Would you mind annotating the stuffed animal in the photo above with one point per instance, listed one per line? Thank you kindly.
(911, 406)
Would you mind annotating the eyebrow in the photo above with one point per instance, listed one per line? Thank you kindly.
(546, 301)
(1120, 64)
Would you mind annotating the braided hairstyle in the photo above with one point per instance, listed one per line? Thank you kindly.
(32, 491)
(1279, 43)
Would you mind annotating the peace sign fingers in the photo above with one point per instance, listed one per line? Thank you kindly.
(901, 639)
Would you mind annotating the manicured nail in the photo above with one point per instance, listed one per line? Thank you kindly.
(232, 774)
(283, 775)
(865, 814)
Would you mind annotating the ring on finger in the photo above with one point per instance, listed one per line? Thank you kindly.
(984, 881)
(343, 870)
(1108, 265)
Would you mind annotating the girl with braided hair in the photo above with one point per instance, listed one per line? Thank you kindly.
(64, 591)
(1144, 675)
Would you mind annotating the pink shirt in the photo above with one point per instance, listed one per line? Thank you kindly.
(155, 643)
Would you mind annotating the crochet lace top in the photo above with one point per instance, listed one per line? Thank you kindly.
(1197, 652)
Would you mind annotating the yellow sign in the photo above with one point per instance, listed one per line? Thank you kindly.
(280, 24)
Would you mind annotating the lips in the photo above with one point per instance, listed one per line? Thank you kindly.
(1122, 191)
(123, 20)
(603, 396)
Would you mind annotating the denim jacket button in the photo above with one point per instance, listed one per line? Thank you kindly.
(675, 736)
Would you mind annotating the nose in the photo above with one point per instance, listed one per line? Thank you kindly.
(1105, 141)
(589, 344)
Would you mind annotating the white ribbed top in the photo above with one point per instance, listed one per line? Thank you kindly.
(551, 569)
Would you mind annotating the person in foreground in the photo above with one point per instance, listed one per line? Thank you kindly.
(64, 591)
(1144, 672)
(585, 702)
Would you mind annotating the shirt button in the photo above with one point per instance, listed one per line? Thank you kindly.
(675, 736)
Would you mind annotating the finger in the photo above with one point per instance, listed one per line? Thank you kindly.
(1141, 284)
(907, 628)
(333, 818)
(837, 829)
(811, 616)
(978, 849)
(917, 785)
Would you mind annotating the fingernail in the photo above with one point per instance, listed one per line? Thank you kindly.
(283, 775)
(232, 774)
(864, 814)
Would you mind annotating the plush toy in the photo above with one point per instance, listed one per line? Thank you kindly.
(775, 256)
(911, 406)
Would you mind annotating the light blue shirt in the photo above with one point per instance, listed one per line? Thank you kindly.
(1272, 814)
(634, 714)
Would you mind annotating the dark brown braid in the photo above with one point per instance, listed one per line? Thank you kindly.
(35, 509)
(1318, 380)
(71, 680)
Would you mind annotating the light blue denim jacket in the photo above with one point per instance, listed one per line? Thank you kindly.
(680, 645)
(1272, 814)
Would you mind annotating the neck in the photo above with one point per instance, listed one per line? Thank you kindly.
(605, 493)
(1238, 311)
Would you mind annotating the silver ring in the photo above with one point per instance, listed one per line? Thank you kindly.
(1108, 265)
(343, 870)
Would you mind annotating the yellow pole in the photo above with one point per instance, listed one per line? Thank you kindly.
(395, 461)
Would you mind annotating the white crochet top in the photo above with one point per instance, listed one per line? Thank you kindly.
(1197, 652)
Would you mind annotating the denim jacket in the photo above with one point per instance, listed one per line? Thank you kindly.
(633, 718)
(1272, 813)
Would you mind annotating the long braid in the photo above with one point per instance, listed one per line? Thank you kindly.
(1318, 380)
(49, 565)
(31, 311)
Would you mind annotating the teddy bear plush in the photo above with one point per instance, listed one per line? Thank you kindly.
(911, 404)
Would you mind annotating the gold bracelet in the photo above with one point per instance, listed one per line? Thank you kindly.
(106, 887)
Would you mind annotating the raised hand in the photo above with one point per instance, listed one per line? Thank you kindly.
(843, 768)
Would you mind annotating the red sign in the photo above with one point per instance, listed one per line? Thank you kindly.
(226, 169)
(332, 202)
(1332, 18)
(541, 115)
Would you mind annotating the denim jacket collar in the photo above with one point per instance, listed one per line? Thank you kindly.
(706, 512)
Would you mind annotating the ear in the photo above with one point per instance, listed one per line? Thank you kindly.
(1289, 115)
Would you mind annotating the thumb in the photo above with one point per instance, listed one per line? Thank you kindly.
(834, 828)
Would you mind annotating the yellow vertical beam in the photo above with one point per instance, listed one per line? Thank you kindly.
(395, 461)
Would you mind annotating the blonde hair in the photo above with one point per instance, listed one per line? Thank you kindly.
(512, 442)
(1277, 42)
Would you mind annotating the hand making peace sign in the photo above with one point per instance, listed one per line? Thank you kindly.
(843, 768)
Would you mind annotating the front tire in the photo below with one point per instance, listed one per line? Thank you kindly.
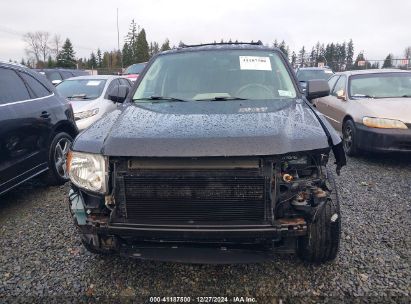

*-*-*

Task prompt: The entries are to be written out again exactly, without their pictures.

Answer for this exercise:
Would you mind annotating the stuffed animal in the photo above with one point per instance, listed one per line? Thank you kindly.
(911, 406)
Would you mind annotating the eyebrow in the photo above with one point per instance, listed one per line? Thank you kindly.
(546, 301)
(1120, 64)
Would you mind annotating the braided hairstyle in the photo above with one point per instance, listed one per line? Thank you kindly.
(32, 491)
(1279, 43)
Would you mind annotating the peace sign fingers in the photo above with one point per instance, listed one per line? Thank you kindly.
(901, 639)
Would you mind annotating the manicured nail in the photo above with one point per instance, listed one per line? Thank you kindly.
(232, 774)
(283, 775)
(865, 814)
Would you mind annotating the ring on finger in the photo above with one point per instance, listed one per line? Thank you kindly.
(984, 881)
(343, 870)
(1108, 265)
Would you mind annotating the girl with braided hair in the photo above with one point per instance, listed one per line? Thank you kindly.
(64, 591)
(1144, 675)
Would you mind annotating the pink shirt in the photo above with one point per instance, listed one per line? Thank you kindly.
(155, 643)
Would you mind annotating the crochet lace top in the photo above with one point per instance, listed one per line? Thank you kindly.
(1197, 652)
Would you mind annotating the yellow sign in the photo above with one point per instance, listed one per line? Thank you kindly.
(280, 24)
Would you mind annotating the lips in the photo above with one point per instance, listed one per line? Thank you kindly.
(1122, 191)
(123, 20)
(603, 396)
Would you mind annotating the denim jacket button in the photo above with one point per instance, listed one per line? Thank you kindly.
(675, 736)
Would you mind annotating the nose in the photo above with one point per instance, listed one per line? Thank you kindly.
(1105, 141)
(589, 344)
Would you mind annotating the white ribbed top in the photo above with one point per instance, listed one per line? Thank you kindly.
(551, 569)
Would you mind annotating the person in foreground in the photo above with one point per instance, listed one per line? Thank you kindly.
(64, 591)
(1144, 672)
(585, 702)
Would you mind annotating the shirt button in the photo above with one point per instance, listed one per line? Thank you kindly.
(675, 736)
Would you mind annotating the finger in the photo above with one point per instance, listed one per line? Thank you kindly.
(1141, 284)
(907, 628)
(333, 818)
(837, 829)
(811, 616)
(978, 849)
(917, 785)
Would you mind annotating the fingernail in the photo above with one point per instance, listed one per line? Thank you kindly.
(283, 775)
(232, 774)
(864, 814)
Would you mind annotating the plush toy in the photo above with one point per instance, listed one per line? Thank you kindly.
(775, 256)
(911, 406)
Would you mind annotating the light blue shirt in the photo above with one point per instance, listed one per line? Thank you kindly.
(1272, 814)
(634, 714)
Would you mind annotating the dark brown braid in the photo above with one point per instance, listed one per line? Thank you kindly.
(35, 509)
(1318, 380)
(71, 680)
Would you mind annotating the light blue denim jacket in the photo above with one point per instance, listed one per line? Thank you kindly.
(680, 645)
(1272, 814)
Would you mind annotating the neck in the photo above with one point per instance, listed one per line? Thank you kindly.
(605, 493)
(1238, 311)
Would you mind annotating the silver ring in the photo above with one point per instance, listed one per line? Thank you kindly.
(1108, 265)
(343, 870)
Would you mind annotating the yellow pole in the photo above with one point per instance, listed one per line? Thank you kindly.
(395, 461)
Would you mind annotating the white crochet top in the photo above with one point per instance, listed one per line? Thank you kindly.
(1197, 652)
Would you mind annotating the denim jacket in the photo above with one point per instance, listed one per line? Thank you kindly.
(633, 718)
(1272, 813)
Would you mind annotating the long braid in the photo above with one point per instance, listed one per line? Thank you kindly.
(1318, 380)
(49, 565)
(31, 311)
Would you mind annotating the teddy bear plush in the photo above with one point per instance, listed one per line? Thank you kindly.
(911, 404)
Would you mind annotating the gold bracelet in the photo above with one point per instance, listed one per line? Thank you kindly.
(106, 887)
Would you mind annotating the raised hand in the photo above with one point per instance, listed one per line? Thank you kindly.
(843, 768)
Would you mind annotating the red sign in the photo above with one point per instance, listed one per line? Thank you kindly.
(226, 169)
(332, 202)
(1332, 18)
(541, 115)
Would you mind annotating the denim jacket collar in the photo above with one point per instance, listed one per line? Thank you kindly.
(706, 512)
Would you mind annotating the ear in the photo above with one point per instance, listed one per line? Thank you kindly.
(1289, 115)
Would you mind annotating the thumb in the photo above with one point per instance, listed one per line? Thank you kindly.
(834, 828)
Would you mind annotating the yellow vertical beam in the photo above with one point per instance, listed one per line? Thank you kindly.
(395, 461)
Would you mind annotating the blonde hair in the photo above with one point per instance, listed one per line? Thank you kindly.
(512, 442)
(1277, 42)
Would you mind annotating the hand making peace sign in the photo above with one point per instance, listed one per line? Thank you kindly.
(843, 768)
Would you mind annotating the front tire in the photo below with one point per instance, listed one per line? Thank you kindly.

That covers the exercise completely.